[WRITTEN INSTRUCTION]: Copy the entries word for word, beginning with the line that contains "Flag the pink leg in this screenshot." and continuing through the line that contains "[797,399,851,436]".
## start EXTRACTED MATERIAL
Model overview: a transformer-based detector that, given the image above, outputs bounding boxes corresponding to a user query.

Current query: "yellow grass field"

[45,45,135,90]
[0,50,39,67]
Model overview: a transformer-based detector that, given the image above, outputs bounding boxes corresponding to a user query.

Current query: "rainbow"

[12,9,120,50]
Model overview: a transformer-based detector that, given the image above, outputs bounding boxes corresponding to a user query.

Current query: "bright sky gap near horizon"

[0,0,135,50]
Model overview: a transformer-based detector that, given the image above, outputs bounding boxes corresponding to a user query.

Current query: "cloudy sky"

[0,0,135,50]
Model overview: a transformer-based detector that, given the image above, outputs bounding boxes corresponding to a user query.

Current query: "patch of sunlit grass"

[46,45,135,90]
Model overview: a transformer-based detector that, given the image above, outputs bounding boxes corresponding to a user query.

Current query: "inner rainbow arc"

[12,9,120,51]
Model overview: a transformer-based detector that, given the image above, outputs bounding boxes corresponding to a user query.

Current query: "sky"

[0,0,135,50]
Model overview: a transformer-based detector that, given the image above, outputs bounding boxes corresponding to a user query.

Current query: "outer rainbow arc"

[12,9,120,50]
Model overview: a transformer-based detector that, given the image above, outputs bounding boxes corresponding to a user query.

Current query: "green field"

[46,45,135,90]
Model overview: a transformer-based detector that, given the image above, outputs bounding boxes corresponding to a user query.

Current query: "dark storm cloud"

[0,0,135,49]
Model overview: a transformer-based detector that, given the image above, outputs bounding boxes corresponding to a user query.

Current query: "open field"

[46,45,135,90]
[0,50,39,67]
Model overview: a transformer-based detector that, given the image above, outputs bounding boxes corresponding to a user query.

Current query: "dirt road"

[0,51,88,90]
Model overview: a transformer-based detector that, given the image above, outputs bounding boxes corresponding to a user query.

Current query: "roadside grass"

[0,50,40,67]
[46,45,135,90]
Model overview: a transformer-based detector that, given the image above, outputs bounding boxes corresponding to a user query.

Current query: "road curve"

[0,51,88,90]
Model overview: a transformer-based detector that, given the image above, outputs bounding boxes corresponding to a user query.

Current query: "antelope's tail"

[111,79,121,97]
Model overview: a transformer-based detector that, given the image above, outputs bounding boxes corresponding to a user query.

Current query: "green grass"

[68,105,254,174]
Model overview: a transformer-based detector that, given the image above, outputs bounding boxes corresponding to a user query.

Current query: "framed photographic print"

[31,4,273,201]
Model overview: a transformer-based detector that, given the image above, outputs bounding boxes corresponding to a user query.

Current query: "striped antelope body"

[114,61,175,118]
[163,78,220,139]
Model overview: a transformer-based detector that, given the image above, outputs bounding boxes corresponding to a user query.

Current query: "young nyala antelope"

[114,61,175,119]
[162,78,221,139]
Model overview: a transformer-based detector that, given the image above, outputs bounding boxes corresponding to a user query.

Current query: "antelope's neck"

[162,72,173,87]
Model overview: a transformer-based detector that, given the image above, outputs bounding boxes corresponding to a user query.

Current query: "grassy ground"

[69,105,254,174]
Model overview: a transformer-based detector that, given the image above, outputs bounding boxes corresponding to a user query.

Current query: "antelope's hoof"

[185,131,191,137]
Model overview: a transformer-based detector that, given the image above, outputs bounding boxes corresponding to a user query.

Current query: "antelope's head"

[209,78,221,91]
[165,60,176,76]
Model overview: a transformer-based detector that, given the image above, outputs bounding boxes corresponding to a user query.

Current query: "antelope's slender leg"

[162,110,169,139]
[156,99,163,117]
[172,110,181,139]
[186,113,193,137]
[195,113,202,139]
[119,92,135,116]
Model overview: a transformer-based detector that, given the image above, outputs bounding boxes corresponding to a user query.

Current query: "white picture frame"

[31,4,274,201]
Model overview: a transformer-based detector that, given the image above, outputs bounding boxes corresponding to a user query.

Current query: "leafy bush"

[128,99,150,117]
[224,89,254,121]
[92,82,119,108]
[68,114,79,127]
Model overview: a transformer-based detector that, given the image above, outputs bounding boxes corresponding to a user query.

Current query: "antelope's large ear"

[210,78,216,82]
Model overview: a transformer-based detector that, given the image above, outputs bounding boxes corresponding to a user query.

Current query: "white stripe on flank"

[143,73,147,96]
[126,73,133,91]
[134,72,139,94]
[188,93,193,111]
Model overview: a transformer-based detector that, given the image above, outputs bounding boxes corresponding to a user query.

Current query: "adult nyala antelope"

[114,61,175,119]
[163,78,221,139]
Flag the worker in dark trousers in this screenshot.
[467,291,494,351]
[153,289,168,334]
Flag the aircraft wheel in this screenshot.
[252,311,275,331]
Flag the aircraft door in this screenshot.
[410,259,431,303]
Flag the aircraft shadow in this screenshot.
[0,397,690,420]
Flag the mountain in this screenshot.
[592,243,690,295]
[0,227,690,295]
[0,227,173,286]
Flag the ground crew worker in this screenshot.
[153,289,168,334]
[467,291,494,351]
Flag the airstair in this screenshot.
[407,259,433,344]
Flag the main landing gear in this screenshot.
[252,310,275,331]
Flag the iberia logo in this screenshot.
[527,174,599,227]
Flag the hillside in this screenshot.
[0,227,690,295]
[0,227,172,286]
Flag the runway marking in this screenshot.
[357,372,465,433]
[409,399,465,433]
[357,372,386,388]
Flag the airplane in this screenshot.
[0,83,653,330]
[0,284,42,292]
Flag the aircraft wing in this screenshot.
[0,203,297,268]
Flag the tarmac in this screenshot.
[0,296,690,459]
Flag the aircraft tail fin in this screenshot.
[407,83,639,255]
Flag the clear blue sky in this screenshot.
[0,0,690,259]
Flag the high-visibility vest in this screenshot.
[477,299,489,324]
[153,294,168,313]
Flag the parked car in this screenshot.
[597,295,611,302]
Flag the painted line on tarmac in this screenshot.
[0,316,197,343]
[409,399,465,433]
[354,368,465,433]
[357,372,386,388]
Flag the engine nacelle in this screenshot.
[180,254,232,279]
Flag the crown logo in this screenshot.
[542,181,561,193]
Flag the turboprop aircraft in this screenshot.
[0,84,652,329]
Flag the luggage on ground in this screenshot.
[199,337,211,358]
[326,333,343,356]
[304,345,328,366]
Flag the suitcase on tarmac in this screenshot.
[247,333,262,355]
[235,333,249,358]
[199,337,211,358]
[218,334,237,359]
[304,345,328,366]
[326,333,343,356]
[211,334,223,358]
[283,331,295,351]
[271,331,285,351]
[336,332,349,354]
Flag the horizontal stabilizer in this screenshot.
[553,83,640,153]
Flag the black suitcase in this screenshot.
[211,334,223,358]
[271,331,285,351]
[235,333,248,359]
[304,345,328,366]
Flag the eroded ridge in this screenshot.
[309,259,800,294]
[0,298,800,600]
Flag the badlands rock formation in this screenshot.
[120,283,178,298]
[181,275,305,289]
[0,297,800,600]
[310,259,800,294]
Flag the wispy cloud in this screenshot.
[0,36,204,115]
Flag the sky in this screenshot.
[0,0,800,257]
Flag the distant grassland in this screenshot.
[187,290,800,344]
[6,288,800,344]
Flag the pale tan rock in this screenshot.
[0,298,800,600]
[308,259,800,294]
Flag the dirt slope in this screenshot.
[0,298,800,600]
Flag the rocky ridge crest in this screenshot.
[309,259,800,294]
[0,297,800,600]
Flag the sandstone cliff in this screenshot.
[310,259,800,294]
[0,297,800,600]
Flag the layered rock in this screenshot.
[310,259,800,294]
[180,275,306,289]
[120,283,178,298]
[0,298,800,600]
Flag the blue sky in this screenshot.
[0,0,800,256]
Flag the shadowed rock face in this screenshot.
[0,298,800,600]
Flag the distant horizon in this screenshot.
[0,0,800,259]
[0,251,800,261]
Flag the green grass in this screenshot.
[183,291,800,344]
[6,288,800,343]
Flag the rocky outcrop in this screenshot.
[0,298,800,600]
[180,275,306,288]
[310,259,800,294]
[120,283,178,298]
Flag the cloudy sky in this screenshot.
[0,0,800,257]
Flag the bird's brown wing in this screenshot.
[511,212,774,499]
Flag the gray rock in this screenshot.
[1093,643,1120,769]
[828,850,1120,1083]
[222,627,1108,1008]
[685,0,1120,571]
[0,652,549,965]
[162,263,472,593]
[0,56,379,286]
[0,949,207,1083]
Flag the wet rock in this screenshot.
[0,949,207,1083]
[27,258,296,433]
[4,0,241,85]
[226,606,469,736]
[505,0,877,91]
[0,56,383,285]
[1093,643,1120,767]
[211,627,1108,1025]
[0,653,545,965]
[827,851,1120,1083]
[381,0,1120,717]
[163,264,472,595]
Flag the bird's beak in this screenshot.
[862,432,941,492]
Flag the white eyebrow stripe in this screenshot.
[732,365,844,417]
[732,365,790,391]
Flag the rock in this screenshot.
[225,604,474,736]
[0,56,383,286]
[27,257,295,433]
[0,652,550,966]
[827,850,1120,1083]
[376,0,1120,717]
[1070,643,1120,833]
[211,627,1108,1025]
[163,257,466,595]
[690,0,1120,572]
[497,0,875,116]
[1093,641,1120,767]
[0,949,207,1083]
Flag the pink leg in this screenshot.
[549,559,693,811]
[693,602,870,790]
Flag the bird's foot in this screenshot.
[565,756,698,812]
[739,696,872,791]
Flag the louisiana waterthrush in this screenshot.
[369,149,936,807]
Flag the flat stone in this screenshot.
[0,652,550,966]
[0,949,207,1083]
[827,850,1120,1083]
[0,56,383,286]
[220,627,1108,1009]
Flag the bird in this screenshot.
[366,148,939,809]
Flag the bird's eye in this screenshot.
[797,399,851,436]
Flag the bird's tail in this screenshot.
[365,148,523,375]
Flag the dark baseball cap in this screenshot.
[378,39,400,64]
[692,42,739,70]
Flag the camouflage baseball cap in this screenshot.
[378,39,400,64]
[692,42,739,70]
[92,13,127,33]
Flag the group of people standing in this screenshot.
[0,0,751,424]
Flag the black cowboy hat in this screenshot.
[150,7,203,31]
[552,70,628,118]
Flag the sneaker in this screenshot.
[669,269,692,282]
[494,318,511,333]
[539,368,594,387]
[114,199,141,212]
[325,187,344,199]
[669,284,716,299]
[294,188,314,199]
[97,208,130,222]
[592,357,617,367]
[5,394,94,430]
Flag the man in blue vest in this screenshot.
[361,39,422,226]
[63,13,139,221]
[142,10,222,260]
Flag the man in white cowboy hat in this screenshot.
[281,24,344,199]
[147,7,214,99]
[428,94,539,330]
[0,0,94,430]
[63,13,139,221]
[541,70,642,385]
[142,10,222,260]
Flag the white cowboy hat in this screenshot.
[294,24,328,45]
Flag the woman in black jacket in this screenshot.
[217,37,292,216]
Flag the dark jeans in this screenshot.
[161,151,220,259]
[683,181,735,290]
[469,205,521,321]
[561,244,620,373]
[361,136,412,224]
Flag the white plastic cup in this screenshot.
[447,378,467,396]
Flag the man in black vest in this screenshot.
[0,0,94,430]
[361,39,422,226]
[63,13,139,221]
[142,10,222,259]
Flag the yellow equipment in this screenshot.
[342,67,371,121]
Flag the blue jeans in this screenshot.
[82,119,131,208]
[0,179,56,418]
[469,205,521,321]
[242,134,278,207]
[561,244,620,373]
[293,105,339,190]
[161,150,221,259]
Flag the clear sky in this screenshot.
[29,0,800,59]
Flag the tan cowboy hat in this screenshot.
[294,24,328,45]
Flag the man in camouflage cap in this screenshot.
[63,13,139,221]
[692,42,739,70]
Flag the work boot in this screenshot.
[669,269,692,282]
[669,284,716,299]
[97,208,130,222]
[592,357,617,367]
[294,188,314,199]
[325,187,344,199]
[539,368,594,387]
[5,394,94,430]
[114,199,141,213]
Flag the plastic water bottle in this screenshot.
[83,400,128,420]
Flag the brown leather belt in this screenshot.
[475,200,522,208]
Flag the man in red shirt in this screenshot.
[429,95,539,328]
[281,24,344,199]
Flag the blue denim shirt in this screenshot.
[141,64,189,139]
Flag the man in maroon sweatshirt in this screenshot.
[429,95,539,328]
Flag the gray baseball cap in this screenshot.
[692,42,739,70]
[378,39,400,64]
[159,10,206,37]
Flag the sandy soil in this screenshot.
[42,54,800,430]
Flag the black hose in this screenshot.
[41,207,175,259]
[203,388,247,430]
## end EXTRACTED MATERIAL
[WRITTEN SOLUTION]:
Flag the pink leg in this screenshot.
[549,559,693,811]
[693,602,870,790]
Flag the bird's foot in this screenshot.
[565,756,698,812]
[739,696,872,791]
Flag the louisiana waterthrush in this screenshot.
[369,149,936,807]
Flag the flat stone in this screenshot.
[0,652,550,966]
[0,949,207,1083]
[827,850,1120,1083]
[0,56,383,286]
[220,627,1108,1009]
Flag the bird in this screenshot.
[366,148,939,809]
Flag the bird's eye in this screenshot.
[797,399,851,436]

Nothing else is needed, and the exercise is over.